> WHAT IS NEEDED
Within the entries below, every line containing "wearing" is to be copied.

------------------------------------------------------------------------

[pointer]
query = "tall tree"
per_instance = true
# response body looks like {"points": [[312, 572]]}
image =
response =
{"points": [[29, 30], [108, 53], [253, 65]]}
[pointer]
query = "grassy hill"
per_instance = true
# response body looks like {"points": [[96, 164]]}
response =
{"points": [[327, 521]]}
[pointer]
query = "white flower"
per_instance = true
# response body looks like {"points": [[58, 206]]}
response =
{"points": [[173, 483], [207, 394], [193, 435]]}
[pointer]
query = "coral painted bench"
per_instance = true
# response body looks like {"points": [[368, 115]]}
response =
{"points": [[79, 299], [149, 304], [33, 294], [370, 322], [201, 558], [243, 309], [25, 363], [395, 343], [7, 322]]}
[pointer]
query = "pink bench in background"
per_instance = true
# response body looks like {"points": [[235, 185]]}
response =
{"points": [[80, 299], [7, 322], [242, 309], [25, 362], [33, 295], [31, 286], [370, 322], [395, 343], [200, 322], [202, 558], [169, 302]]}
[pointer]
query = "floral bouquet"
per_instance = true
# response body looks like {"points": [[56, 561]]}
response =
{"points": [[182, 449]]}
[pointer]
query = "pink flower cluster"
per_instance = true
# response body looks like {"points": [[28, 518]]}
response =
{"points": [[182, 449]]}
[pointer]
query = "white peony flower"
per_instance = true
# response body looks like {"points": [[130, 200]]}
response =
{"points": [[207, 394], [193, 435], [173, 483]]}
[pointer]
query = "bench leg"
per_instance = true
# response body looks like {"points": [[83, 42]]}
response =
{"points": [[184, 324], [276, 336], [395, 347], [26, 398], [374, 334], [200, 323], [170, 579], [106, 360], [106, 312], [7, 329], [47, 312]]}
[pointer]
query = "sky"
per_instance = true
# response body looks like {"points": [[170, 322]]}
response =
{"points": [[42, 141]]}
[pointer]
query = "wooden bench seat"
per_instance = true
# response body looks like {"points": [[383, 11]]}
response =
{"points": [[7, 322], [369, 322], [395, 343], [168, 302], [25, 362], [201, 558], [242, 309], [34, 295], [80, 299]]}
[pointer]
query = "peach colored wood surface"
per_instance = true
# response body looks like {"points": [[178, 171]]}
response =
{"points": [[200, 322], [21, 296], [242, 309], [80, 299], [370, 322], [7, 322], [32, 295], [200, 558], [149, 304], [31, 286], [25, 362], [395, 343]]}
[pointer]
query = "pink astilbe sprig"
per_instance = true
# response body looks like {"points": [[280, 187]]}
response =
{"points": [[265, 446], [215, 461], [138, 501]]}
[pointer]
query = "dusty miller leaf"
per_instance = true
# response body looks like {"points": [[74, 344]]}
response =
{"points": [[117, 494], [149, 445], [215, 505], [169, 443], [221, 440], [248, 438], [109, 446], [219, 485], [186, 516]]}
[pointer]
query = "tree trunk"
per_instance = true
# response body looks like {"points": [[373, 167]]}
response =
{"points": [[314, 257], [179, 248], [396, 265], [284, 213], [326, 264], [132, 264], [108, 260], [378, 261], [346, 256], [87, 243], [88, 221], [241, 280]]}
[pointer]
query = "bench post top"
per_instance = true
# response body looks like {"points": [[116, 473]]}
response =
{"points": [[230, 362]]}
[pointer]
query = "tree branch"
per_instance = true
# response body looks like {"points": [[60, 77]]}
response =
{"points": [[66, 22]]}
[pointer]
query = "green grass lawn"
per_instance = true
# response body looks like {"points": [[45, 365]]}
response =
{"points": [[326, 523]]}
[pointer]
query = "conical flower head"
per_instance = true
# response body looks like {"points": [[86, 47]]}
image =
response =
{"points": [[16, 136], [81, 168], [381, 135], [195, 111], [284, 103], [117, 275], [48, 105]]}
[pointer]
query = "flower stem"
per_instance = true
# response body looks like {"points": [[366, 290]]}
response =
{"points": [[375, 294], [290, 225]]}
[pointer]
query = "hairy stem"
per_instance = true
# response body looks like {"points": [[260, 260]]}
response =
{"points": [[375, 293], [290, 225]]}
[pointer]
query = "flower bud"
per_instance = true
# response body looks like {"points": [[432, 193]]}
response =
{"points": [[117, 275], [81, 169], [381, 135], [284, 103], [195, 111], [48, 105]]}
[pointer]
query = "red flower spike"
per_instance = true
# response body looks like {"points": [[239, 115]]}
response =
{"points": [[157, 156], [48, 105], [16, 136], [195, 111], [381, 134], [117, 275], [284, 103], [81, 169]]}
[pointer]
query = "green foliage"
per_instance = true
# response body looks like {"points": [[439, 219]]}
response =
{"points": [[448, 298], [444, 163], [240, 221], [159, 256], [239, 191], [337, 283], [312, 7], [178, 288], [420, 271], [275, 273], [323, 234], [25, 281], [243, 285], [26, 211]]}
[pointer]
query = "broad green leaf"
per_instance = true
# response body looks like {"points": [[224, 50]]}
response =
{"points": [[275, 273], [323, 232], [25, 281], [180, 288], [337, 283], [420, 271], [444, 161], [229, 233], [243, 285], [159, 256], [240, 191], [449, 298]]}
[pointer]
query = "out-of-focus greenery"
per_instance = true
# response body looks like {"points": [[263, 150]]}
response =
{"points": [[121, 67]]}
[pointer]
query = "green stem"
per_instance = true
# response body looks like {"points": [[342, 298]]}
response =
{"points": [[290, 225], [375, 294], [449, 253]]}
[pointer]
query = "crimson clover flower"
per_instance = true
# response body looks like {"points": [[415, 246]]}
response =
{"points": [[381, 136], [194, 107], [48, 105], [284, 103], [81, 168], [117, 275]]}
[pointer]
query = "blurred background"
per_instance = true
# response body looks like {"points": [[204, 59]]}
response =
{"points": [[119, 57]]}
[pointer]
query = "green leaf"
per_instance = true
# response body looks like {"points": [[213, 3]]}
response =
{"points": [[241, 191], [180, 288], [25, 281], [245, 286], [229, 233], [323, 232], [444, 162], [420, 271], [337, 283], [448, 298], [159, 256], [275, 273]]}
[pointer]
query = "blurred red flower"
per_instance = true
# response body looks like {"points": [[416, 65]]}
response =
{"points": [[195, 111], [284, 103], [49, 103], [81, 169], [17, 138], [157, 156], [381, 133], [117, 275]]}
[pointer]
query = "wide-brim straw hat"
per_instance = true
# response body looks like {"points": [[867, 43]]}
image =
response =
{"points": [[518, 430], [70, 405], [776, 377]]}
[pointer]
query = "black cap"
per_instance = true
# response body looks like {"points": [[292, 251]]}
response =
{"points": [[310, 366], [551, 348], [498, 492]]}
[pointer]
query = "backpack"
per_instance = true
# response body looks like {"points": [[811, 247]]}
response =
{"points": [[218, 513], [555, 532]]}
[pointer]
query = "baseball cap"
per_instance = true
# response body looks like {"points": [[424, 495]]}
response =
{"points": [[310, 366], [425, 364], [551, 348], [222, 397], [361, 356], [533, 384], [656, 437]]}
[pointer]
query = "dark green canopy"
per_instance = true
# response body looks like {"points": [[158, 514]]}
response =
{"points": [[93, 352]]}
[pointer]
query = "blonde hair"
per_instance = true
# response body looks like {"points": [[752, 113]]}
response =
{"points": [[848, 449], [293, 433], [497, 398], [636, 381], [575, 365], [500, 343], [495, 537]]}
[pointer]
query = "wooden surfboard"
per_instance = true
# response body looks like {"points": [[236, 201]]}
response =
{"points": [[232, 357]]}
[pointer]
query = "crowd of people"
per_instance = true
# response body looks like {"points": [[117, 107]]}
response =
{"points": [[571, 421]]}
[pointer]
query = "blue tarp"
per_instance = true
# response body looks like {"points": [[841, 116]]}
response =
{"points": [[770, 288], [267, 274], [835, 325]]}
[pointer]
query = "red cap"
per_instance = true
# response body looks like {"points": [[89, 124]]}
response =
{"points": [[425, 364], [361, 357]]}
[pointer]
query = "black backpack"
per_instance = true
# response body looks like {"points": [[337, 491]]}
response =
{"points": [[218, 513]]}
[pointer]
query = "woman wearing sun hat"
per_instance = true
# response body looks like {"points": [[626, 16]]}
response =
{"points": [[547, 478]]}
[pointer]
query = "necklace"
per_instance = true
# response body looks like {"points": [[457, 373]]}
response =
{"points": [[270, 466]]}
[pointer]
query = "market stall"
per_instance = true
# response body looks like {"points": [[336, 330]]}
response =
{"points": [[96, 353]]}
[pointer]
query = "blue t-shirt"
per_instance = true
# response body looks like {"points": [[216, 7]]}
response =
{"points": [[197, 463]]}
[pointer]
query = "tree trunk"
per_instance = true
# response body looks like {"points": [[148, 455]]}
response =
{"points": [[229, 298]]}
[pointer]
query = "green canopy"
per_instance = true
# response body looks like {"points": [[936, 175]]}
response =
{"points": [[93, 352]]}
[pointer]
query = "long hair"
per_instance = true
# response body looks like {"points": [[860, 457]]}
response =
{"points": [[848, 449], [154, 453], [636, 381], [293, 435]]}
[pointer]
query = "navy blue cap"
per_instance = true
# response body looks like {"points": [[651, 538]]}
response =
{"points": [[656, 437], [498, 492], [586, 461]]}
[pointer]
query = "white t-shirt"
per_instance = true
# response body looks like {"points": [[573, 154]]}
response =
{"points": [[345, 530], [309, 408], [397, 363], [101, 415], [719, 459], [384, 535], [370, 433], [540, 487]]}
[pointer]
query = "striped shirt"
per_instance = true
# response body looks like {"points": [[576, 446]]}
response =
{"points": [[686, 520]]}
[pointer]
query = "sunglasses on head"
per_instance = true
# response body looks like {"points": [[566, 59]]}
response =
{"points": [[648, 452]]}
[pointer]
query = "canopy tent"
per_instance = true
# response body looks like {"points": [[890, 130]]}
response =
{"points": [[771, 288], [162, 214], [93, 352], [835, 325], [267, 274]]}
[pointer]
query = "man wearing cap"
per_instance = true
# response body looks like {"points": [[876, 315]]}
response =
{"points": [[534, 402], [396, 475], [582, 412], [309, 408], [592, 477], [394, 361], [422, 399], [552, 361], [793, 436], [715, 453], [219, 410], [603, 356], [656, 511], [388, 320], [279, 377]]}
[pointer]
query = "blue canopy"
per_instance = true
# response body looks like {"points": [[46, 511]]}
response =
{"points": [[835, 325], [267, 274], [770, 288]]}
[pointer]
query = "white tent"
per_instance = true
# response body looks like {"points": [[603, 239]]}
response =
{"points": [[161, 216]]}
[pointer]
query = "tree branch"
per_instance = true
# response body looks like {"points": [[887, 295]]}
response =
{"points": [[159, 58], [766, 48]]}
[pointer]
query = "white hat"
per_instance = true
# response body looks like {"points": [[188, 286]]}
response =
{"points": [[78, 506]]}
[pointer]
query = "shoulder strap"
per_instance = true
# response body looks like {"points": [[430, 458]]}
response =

------------------------------------------------------------------------

> RESPONSE FOR THIS EXERCISE
query = "woman wearing sun hat"
query = "man wearing cap"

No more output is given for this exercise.